§ **The request**
Update the listing below by replacing every "pointer" with "locator" and leaving all other text unchanged.

§ **Records shown**
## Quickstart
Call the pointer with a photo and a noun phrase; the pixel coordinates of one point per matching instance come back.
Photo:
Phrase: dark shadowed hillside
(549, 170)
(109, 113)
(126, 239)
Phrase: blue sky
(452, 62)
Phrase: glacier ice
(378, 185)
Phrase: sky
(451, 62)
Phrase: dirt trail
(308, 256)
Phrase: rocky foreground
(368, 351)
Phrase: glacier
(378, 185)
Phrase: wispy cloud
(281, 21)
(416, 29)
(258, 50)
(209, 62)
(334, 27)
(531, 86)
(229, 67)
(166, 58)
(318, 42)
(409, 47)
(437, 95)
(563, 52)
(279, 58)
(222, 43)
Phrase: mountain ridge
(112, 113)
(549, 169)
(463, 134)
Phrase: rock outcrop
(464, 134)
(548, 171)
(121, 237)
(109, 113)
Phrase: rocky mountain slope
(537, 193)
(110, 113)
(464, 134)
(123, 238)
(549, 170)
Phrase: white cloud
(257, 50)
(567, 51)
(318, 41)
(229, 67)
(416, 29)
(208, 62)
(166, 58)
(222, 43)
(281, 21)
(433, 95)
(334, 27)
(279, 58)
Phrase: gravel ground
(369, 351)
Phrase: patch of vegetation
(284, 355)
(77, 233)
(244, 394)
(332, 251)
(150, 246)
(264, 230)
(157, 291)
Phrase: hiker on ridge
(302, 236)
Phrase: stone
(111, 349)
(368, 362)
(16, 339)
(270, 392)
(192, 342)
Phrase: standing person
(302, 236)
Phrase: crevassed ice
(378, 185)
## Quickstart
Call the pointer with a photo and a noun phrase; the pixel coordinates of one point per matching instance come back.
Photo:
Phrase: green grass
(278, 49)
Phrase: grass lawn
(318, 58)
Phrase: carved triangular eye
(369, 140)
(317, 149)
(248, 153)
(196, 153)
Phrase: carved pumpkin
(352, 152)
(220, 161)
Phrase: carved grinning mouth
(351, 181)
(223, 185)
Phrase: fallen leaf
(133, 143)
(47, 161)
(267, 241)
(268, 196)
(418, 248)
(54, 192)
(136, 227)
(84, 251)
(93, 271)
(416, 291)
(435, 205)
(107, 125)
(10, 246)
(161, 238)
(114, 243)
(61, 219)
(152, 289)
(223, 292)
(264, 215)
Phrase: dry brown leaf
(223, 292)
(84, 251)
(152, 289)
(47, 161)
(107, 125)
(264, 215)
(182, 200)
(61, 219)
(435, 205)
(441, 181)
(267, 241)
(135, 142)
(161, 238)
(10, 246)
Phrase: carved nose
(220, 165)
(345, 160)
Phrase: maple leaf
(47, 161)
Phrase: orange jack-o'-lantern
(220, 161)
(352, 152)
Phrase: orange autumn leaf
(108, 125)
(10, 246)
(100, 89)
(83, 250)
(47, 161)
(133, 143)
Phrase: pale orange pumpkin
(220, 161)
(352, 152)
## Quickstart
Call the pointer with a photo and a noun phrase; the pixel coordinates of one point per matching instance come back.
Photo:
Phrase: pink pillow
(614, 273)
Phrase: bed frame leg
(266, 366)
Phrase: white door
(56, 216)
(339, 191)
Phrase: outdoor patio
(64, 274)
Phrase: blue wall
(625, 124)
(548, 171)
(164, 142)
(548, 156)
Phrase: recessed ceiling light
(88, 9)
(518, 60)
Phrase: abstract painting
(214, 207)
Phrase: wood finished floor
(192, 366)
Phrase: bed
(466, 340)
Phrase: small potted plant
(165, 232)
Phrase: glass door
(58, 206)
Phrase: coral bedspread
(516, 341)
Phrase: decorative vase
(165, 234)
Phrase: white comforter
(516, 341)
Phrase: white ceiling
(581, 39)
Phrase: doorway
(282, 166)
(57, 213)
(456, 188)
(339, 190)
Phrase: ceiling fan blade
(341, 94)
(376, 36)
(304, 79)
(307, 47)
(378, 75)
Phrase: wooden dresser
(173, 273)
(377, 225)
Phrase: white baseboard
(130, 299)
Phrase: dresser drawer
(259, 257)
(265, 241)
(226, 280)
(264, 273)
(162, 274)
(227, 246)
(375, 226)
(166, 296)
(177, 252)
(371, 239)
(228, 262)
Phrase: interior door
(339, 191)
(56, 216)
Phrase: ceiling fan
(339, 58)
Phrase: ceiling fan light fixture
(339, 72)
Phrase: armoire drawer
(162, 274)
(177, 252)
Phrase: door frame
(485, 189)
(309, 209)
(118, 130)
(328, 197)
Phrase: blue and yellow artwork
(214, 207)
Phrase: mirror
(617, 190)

§ **Result of the task**
## Quickstart
Call the locator with a photo and a noun phrase; the pixel coordinates of one point per matching instance come back.
Photo:
Phrase: dark shadowed hillside
(549, 170)
(109, 113)
(126, 239)
Phrase: blue sky
(452, 62)
Phrase: glacier ice
(378, 185)
Phrase: sky
(451, 62)
Phrase: dirt trail
(308, 256)
Phrase: rocky foreground
(368, 351)
Phrase: glacier
(378, 185)
Phrase: wispy cloud
(281, 21)
(416, 29)
(258, 50)
(209, 62)
(334, 27)
(531, 86)
(229, 67)
(166, 58)
(318, 42)
(409, 47)
(437, 95)
(563, 52)
(279, 58)
(222, 43)
Phrase: mountain ridge
(112, 113)
(549, 169)
(463, 134)
Phrase: rock outcrop
(464, 134)
(548, 171)
(121, 237)
(109, 113)
Phrase: rocky mountain slope
(537, 193)
(110, 113)
(464, 134)
(123, 238)
(549, 170)
Phrase: white cloud
(257, 50)
(567, 51)
(318, 41)
(229, 67)
(416, 29)
(208, 62)
(166, 58)
(222, 43)
(281, 21)
(433, 95)
(334, 27)
(279, 58)
Phrase: gravel ground
(369, 351)
Phrase: patch of vegetation
(284, 355)
(77, 233)
(244, 394)
(332, 251)
(150, 246)
(264, 230)
(157, 291)
Phrase: hiker on ridge
(302, 236)
Phrase: stone
(111, 349)
(368, 362)
(16, 339)
(270, 392)
(192, 342)
Phrase: standing person
(302, 236)
Phrase: crevassed ice
(378, 185)
## Quickstart
Call the locator with a photo and a noun phrase; the pixel coordinates of one point per matching instance come back.
Photo:
Phrase: green grass
(278, 49)
Phrase: grass lawn
(318, 58)
Phrase: carved triangular eye
(369, 140)
(317, 149)
(248, 153)
(196, 153)
Phrase: carved pumpkin
(352, 152)
(220, 161)
Phrase: carved grinning mouth
(351, 181)
(223, 185)
Phrase: fallen leaf
(133, 143)
(47, 161)
(267, 241)
(268, 196)
(418, 248)
(54, 192)
(136, 227)
(84, 251)
(93, 271)
(416, 291)
(435, 205)
(107, 125)
(10, 246)
(161, 238)
(114, 243)
(61, 219)
(152, 289)
(223, 292)
(264, 215)
Phrase: dry brown leaf
(223, 292)
(84, 251)
(152, 289)
(47, 161)
(107, 125)
(264, 215)
(182, 200)
(61, 219)
(435, 205)
(441, 181)
(267, 241)
(135, 142)
(161, 238)
(10, 246)
Phrase: carved nose
(220, 165)
(345, 160)
Phrase: maple leaf
(47, 161)
Phrase: orange jack-o'-lantern
(220, 161)
(352, 152)
Phrase: orange autumn leaf
(108, 125)
(10, 246)
(100, 89)
(83, 250)
(47, 161)
(133, 143)
Phrase: pale orange pumpkin
(220, 161)
(352, 152)
## Quickstart
Call the locator with a photo and a noun phrase; the pixel coordinates of one point per matching instance come back.
Photo:
Phrase: pink pillow
(614, 273)
Phrase: bed frame leg
(266, 366)
Phrase: white door
(56, 216)
(339, 191)
Phrase: outdoor patio
(64, 274)
Phrase: blue wall
(625, 124)
(548, 171)
(164, 142)
(548, 156)
Phrase: recessed ceiling light
(88, 9)
(518, 60)
Phrase: abstract painting
(214, 207)
Phrase: wood finished floor
(192, 366)
Phrase: bed
(466, 340)
Phrase: small potted plant
(165, 232)
Phrase: glass door
(58, 206)
Phrase: coral bedspread
(516, 341)
Phrase: decorative vase
(165, 234)
Phrase: white comforter
(516, 341)
Phrase: white ceiling
(581, 39)
Phrase: doorway
(282, 166)
(57, 213)
(456, 188)
(339, 190)
Phrase: ceiling fan blade
(341, 94)
(376, 36)
(304, 79)
(307, 47)
(378, 75)
Phrase: wooden dresser
(173, 273)
(377, 225)
Phrase: white baseboard
(130, 299)
Phrase: dresser drawer
(259, 257)
(265, 241)
(226, 280)
(264, 273)
(162, 274)
(227, 246)
(375, 226)
(166, 296)
(177, 252)
(371, 239)
(228, 262)
Phrase: interior door
(339, 191)
(56, 216)
Phrase: ceiling fan
(339, 58)
Phrase: ceiling fan light fixture
(339, 72)
Phrase: armoire drawer
(162, 274)
(177, 252)
Phrase: door frame
(485, 189)
(309, 209)
(118, 130)
(328, 197)
Phrase: blue and yellow artwork
(214, 207)
Phrase: mirror
(617, 190)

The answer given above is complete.